[Start of Provided information]
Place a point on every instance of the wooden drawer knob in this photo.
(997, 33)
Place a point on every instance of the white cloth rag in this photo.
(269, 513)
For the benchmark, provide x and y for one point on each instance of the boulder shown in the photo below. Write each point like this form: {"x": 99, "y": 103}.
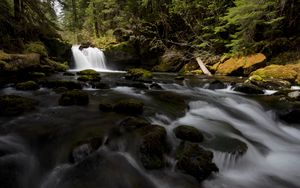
[End of Provided information]
* Written task: Extract every line of the data above word for word, omitting the pictures.

* Reply:
Place a point on every instance of the wooden drawer knob in this photo.
(997, 33)
Place a point on every instance of the white cloth rag in this photo.
(269, 513)
For the benchmark, provide x and y for one point on each instance of the boulder shown in the photo below. Write each point like this form: {"x": 99, "y": 103}.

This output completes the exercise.